**SET TASK:** Filter the items below and copy out every line that contains the word "wooden". Treat the match as case-sensitive.
* begin *
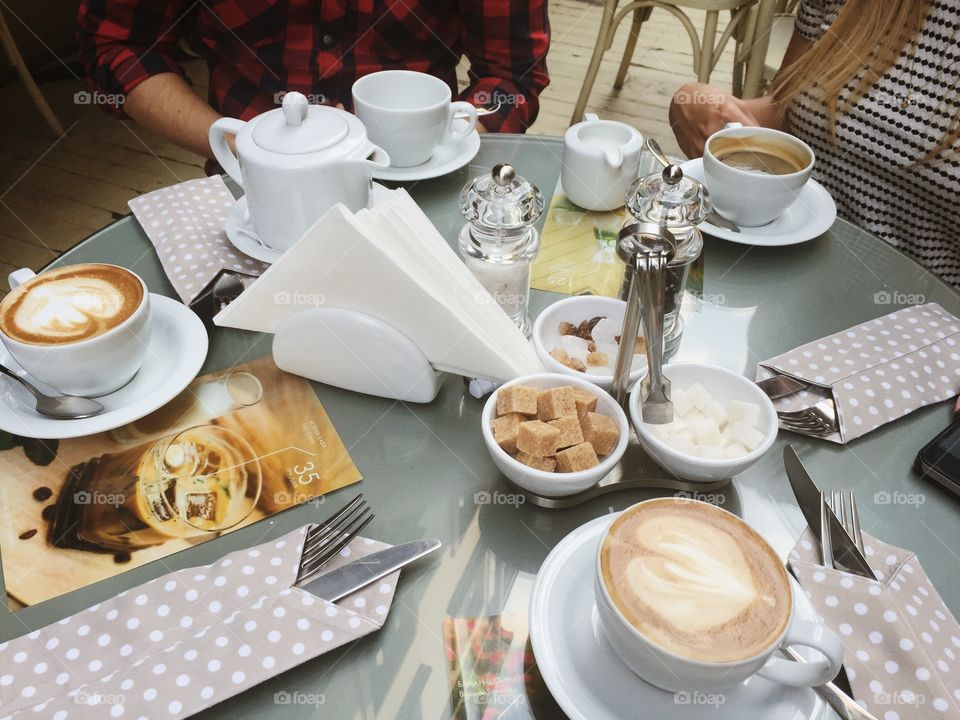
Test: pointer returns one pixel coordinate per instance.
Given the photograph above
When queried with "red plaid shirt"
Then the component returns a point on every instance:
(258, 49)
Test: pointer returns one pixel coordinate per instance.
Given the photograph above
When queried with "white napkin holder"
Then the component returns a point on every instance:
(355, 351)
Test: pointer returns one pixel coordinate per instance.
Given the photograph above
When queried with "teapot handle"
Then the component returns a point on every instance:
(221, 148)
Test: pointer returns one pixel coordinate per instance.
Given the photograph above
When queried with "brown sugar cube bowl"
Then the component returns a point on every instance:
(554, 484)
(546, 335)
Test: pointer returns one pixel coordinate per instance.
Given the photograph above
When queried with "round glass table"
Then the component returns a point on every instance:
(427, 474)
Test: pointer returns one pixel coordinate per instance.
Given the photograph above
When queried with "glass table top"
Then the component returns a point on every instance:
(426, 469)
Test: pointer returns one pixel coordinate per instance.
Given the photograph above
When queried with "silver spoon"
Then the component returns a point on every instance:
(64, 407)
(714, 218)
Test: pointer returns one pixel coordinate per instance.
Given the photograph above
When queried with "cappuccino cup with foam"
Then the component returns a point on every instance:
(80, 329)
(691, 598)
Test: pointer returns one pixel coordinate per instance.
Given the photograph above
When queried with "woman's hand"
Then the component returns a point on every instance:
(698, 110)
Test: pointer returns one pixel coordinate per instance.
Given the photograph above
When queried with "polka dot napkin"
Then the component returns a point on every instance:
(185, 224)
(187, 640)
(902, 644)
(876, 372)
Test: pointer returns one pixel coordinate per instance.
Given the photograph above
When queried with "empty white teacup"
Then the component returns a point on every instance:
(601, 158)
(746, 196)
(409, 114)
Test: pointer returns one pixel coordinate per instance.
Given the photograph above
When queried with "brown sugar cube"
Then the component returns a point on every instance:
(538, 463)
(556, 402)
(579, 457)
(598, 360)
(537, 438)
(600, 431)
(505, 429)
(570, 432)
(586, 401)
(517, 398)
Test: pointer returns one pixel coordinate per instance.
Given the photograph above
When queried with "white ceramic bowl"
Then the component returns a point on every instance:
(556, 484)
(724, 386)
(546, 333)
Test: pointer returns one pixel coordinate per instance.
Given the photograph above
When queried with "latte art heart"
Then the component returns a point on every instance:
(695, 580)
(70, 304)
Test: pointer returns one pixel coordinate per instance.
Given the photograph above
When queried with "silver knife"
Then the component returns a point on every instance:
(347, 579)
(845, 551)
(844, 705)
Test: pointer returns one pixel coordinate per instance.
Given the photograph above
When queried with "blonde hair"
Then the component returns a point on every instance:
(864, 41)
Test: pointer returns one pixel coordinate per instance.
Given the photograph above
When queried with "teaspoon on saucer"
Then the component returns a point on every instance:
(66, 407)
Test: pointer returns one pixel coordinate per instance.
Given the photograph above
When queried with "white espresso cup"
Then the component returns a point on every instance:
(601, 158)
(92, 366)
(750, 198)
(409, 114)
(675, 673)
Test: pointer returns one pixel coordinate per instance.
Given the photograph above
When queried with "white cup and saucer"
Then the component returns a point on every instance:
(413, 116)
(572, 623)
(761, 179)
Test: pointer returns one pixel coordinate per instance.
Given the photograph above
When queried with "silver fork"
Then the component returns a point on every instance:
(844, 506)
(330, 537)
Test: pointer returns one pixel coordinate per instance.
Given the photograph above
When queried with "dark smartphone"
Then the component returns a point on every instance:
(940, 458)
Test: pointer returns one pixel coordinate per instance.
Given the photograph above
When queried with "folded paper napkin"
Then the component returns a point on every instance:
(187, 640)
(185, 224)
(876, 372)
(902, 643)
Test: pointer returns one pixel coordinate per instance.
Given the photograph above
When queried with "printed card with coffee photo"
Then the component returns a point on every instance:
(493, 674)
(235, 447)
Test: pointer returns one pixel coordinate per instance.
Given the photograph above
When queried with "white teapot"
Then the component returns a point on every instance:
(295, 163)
* end *
* begin *
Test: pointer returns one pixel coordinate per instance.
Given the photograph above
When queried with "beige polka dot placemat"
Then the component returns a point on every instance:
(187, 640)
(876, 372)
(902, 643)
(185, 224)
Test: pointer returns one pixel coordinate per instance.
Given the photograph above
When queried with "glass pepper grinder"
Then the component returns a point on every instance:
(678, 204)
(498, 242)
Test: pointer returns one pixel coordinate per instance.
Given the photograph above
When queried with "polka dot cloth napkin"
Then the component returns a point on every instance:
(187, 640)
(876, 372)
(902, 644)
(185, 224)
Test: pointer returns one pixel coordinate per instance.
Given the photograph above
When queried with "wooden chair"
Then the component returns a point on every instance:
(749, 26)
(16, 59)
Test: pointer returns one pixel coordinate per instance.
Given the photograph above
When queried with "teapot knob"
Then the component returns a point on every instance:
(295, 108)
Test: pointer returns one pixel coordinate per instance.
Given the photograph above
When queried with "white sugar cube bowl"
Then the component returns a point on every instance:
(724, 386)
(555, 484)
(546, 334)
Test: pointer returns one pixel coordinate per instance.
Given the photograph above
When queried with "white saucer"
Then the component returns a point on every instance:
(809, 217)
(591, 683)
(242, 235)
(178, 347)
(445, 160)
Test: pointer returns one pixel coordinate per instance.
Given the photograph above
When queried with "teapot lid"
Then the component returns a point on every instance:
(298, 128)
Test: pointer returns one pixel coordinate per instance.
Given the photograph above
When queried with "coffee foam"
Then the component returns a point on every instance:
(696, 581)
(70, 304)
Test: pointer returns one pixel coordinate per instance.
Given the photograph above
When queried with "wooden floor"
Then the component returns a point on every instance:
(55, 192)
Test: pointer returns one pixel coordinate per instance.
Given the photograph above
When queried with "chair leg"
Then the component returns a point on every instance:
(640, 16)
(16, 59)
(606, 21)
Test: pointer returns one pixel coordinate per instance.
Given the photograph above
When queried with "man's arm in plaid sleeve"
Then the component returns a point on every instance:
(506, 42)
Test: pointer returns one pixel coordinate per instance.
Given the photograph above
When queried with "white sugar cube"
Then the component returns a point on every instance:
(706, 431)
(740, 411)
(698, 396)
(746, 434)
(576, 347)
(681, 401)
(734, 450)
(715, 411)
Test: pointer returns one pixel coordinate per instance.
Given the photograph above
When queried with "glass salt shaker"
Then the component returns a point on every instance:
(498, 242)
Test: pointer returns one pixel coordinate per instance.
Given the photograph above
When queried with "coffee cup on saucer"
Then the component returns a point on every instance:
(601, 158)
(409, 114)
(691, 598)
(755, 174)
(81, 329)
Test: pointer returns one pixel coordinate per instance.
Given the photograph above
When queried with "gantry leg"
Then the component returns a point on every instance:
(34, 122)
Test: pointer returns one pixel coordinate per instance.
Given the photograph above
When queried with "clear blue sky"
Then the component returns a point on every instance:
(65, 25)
* end *
**RESULT:**
When queried with "wooden chair"
When queried with "wooden floor"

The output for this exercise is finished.